_Page text_

■ ■ ■ ■ ■ ■ ■

From time to time the driver may report a vibration on the track. Of course, your first response is to ask "Did you feel it in the seat or steering wheel?" This may help you eliminate one end of the car over the other, but you still don't have an answer to the exact problem.
As part of your race prep, take 5 minutes and mark your tires and wheels with a "paint pen" as shown in the photo. If you have not done this before you will be surprised how much the tire will "clock" or rotate on the wheel. This can cause the tire/wheel to be out of balance and/or eccentric.
If you make it a habit of checking the marks after every run, chances are you will know ahead of time what to change or where to further investigate the next time you get a vibration report.
Equation of the Month - Ackerman Angle

This month's equation can be used to identify how many degrees the tires need to turn (steer) for a given radius corner (identified in last month's equation).

■ ■ ■ ■ ■ ■ ■

Items from a labeling collection

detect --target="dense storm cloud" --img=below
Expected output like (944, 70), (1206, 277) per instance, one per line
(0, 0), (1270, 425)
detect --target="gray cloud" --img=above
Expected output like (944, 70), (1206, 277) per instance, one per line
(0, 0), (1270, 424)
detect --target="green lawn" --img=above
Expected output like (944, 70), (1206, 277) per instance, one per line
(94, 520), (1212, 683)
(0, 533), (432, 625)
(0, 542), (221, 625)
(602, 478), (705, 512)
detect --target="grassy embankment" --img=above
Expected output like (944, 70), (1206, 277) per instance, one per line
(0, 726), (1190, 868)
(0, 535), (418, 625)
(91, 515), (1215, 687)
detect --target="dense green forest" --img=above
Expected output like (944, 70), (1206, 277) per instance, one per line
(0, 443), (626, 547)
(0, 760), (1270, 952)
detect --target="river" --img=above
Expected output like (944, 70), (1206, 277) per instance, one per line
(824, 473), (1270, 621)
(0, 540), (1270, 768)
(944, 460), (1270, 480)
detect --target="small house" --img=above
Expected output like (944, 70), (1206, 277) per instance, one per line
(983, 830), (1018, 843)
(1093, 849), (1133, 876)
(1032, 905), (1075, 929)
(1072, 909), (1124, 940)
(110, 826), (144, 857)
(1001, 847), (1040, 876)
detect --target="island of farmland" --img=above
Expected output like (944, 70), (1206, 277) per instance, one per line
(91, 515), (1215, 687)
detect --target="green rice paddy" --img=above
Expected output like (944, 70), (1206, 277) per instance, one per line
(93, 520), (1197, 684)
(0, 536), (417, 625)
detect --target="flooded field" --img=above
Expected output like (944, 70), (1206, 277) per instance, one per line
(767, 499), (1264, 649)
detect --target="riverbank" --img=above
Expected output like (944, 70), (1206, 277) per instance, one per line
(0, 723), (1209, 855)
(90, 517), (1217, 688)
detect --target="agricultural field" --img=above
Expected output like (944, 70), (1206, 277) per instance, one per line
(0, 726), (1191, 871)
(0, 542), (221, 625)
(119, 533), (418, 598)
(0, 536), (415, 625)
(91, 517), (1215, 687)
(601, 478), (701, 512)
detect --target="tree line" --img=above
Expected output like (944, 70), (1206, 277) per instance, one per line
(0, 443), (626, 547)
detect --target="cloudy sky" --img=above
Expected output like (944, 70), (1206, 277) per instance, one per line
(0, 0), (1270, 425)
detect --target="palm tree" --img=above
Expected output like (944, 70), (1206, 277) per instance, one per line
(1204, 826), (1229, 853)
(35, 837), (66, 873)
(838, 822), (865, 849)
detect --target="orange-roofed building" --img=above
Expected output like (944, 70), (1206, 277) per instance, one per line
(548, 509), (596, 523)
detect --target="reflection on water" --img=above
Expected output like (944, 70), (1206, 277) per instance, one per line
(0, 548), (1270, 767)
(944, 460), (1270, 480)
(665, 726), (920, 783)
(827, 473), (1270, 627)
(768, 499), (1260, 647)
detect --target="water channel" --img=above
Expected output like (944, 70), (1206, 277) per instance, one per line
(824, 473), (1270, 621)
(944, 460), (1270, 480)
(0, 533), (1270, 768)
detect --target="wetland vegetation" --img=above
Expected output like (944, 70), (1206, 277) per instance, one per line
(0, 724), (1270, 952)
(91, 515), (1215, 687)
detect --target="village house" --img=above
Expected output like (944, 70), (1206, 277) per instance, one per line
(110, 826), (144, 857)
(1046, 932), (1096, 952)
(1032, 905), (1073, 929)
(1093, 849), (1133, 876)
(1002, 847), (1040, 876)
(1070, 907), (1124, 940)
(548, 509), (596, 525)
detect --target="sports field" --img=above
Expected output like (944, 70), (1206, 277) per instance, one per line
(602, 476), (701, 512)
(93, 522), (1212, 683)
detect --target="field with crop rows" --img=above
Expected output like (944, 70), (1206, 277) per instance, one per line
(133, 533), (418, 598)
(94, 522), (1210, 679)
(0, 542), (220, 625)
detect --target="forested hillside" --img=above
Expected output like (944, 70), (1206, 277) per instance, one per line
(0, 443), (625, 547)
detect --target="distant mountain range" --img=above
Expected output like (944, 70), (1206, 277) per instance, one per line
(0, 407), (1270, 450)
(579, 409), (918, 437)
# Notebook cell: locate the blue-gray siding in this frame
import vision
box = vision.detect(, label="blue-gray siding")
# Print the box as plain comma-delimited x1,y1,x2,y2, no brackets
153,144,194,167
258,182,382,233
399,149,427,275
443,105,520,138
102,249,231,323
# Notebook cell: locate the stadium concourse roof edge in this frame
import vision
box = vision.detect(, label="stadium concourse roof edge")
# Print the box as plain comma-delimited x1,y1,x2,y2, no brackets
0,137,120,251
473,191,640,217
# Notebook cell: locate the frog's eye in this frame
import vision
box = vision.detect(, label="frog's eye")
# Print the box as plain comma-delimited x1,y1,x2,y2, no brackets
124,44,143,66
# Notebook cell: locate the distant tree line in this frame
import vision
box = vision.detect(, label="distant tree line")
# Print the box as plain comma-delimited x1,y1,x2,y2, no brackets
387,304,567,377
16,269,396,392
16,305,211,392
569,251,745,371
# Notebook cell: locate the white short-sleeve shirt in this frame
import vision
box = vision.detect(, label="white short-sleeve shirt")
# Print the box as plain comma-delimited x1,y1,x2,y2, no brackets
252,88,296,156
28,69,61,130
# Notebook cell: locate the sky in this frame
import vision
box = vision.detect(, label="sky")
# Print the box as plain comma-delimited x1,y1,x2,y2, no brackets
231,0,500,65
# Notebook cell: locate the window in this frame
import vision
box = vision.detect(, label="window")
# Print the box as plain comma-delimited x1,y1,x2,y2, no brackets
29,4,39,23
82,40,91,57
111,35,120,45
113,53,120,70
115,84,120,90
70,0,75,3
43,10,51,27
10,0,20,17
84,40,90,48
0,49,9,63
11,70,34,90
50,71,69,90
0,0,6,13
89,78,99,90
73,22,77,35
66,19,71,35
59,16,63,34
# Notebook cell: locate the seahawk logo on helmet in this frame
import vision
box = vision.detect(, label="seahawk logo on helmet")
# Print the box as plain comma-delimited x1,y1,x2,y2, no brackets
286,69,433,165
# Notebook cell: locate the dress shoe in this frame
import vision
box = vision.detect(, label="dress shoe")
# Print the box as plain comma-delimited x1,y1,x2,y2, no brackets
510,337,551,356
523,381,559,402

■ ■ ■ ■ ■ ■ ■

_Exercises_
1. According to the race-car setup text, what tool should be used to mark the tires and wheels during race prep?
2. Resume the race-car setup text on tire marking and the Ackerman angle, continuing after its last sentence.

_Answers below_
1. A paint pen.

2.
Aa = ATAN((Wb/12)/R) Where Aa is the Ackerman angle, Wb is the car's wheelbase (inches) and R is the corner radius the car is traveling along (feet).

For those of you with data acquisition, you can use this month's equation as a simple "Math Channel."  If you calibrate your steering channel with alignment turn plates (rather than an angle finder on the steering wheel), you can compare this new math channel to your steering channel and you will have measure of over/understeer.  Technically, if the steering channel value is greater than the Ackerman math channel value, the car is understeering.  However, if the value is between 0 and 1 degree (or so) the driver may not be able to sense the understeer and report a numb feel or a neutral handling car.